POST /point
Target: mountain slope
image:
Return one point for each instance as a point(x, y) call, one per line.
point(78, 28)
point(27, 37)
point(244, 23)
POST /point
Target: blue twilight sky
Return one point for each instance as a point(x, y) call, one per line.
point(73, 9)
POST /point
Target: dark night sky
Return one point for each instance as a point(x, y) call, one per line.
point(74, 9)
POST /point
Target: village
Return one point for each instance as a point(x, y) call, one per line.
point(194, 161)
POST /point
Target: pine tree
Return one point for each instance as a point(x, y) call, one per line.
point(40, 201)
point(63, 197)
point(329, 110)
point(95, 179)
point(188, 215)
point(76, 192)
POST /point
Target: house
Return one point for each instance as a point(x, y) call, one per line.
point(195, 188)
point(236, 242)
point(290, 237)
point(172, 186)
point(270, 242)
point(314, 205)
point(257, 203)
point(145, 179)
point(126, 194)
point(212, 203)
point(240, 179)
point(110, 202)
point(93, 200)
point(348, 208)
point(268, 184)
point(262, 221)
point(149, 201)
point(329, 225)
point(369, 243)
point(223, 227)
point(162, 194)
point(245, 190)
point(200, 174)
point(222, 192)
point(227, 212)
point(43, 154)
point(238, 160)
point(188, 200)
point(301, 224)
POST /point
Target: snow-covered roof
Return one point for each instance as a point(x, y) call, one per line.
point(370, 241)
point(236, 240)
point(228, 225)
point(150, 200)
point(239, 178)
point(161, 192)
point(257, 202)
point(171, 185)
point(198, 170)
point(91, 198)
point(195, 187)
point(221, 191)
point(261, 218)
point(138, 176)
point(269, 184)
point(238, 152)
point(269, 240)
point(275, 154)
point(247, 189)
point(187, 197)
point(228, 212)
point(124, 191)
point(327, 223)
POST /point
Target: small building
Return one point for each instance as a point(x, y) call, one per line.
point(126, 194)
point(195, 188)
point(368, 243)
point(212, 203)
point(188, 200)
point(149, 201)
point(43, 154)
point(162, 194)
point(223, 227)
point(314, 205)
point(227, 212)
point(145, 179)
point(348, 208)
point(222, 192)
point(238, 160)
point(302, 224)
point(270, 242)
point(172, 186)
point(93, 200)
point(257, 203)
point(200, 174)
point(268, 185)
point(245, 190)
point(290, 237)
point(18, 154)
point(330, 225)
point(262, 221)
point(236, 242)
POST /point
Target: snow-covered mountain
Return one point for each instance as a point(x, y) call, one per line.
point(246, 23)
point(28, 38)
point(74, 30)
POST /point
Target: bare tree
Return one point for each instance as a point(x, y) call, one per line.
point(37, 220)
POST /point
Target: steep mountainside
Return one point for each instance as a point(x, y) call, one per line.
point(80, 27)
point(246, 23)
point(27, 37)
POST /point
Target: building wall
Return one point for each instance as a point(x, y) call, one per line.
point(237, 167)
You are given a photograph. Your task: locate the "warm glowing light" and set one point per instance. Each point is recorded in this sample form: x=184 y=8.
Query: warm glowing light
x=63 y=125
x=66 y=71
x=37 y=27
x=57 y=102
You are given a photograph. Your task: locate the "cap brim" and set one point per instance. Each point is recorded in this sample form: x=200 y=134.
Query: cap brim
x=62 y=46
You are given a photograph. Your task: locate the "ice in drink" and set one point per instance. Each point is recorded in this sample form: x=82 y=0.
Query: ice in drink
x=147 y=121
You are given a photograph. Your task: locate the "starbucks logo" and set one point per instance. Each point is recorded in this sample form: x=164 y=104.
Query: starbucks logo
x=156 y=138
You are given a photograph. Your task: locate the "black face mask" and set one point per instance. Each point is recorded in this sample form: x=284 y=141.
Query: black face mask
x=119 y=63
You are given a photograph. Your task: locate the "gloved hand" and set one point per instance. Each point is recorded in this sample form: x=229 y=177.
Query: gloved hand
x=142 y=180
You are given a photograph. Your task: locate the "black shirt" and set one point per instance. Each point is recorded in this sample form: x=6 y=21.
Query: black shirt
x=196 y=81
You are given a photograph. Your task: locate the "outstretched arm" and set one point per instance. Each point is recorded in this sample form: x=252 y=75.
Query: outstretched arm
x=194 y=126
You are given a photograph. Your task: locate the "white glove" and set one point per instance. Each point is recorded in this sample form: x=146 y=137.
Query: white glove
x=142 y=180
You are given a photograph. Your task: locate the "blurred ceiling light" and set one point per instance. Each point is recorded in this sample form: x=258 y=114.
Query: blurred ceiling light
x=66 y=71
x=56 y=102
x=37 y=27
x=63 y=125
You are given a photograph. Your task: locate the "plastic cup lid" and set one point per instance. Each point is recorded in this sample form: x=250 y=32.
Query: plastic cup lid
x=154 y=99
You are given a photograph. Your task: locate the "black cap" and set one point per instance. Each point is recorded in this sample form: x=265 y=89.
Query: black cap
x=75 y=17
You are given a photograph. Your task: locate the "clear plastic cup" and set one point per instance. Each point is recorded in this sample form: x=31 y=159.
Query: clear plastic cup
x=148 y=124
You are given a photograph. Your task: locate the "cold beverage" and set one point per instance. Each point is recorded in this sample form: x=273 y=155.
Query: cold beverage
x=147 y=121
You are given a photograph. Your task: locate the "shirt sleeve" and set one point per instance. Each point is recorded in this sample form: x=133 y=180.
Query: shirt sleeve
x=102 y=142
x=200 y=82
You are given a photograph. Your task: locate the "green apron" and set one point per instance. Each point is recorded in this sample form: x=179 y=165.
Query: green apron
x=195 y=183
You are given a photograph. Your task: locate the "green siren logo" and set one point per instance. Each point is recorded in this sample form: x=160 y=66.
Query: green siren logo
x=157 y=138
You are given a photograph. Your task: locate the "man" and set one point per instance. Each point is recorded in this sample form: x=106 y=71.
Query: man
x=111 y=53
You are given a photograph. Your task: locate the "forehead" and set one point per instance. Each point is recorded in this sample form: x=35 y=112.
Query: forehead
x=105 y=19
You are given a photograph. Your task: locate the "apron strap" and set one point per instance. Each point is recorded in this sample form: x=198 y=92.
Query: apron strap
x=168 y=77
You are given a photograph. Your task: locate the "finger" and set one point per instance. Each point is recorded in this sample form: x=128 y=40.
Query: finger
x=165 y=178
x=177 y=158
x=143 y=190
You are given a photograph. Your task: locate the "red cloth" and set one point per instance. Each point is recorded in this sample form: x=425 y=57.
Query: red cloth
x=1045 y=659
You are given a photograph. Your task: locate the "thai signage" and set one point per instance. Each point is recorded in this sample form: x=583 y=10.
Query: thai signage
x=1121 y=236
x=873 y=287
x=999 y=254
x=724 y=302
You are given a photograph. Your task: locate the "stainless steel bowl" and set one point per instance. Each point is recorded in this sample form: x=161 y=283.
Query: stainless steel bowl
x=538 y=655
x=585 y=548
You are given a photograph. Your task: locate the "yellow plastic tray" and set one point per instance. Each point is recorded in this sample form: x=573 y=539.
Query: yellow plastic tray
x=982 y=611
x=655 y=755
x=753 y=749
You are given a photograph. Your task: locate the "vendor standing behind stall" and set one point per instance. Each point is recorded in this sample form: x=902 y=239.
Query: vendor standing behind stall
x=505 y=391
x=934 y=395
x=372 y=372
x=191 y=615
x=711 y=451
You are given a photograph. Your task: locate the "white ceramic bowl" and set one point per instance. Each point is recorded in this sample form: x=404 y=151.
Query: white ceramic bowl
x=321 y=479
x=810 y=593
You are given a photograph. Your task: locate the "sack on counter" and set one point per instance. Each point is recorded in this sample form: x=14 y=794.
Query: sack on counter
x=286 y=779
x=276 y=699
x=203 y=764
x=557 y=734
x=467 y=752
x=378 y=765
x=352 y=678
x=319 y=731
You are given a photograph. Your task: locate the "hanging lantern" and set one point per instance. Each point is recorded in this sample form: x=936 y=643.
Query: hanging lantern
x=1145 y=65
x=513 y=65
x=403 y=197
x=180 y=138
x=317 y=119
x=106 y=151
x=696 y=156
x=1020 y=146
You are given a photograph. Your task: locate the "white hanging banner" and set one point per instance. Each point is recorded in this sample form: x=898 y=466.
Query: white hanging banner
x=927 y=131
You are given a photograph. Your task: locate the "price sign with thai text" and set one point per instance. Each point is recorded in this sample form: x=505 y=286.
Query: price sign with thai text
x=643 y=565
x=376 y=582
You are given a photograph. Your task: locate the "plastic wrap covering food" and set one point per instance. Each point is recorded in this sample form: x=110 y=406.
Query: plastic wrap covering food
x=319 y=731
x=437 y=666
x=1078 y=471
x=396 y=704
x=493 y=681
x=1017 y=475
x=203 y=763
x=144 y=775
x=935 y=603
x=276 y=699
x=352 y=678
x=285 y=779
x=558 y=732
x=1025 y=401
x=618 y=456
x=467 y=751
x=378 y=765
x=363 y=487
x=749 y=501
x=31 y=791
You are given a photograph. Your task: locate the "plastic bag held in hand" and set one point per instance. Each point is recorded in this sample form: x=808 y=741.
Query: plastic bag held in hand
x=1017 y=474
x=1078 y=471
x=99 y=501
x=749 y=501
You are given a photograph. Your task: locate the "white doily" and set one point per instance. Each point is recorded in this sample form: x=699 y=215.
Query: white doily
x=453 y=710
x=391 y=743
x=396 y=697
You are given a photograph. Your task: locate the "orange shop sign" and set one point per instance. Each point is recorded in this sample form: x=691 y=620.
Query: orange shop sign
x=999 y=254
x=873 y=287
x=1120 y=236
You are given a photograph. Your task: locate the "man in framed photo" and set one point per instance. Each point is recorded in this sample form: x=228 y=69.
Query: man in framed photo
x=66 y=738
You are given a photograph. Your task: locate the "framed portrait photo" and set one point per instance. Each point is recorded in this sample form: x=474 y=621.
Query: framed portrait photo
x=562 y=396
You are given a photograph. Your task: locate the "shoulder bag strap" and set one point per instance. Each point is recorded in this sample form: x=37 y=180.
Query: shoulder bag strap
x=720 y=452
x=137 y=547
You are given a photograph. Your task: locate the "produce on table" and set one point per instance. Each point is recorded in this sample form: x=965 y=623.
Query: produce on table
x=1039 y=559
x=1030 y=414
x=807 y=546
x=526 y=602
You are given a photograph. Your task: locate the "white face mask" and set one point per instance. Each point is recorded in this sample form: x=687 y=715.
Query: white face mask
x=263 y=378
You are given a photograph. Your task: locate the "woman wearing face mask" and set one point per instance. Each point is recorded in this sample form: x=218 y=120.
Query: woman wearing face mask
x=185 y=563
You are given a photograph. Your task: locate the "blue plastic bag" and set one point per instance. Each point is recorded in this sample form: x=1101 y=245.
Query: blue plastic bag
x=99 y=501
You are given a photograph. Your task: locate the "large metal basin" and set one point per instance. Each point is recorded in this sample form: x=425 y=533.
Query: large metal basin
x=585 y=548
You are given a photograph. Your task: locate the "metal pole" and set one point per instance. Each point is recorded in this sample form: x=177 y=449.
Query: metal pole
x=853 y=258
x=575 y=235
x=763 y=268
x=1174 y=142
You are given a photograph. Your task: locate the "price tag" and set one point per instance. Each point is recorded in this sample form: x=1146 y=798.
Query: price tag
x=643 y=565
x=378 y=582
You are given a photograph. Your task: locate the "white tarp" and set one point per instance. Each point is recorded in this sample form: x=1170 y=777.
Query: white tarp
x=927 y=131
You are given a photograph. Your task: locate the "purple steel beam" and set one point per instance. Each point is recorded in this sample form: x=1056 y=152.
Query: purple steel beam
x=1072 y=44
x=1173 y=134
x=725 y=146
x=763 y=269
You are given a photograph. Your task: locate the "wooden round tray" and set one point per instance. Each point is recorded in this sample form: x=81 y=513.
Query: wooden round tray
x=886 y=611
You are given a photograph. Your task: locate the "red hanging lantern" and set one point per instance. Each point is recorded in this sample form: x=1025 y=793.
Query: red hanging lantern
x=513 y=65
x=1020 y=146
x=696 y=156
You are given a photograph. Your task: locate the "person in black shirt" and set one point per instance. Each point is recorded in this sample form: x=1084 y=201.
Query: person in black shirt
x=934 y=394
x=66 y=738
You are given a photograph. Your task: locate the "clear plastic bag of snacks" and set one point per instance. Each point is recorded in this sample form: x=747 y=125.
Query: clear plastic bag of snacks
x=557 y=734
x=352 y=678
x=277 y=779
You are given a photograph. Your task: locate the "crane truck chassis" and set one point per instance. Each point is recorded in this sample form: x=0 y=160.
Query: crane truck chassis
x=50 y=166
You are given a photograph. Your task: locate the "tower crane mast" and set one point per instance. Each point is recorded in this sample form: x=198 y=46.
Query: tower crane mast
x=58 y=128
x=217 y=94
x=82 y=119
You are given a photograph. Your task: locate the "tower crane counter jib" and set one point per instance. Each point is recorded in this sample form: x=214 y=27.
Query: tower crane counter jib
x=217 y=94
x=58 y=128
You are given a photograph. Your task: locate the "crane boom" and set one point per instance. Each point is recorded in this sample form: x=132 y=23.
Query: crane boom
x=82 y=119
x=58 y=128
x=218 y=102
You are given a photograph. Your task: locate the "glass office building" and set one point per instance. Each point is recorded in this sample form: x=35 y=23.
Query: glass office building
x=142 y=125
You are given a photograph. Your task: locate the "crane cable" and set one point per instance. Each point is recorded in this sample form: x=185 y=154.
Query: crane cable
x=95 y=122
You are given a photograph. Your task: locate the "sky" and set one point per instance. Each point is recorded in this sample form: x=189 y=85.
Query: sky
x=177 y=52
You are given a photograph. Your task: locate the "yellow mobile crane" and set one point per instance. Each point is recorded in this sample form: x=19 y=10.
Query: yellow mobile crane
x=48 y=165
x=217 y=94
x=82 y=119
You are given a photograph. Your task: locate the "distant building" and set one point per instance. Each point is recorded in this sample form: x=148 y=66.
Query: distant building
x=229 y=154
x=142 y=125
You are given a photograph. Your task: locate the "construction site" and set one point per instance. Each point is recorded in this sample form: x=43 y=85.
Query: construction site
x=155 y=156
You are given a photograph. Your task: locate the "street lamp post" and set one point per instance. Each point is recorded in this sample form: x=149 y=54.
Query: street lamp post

Task description:
Reproduce the listing above exactly, but only from its first line through the line holding "Target: pine tree"; both of those lines are included.

Answer to this exercise:
POST /point
Target: mountain slope
image:
Return one point for each instance as a point(x, y) call, one per line.
point(78, 28)
point(27, 37)
point(244, 23)
POST /point
Target: blue twilight sky
Return one point for each instance as a point(x, y) call, one per line.
point(73, 9)
POST /point
Target: dark night sky
Return one point for each instance as a point(x, y) call, one per line.
point(74, 9)
POST /point
Target: village
Return one point for each instance as a point(x, y) call, one per line.
point(194, 161)
POST /point
Target: pine tree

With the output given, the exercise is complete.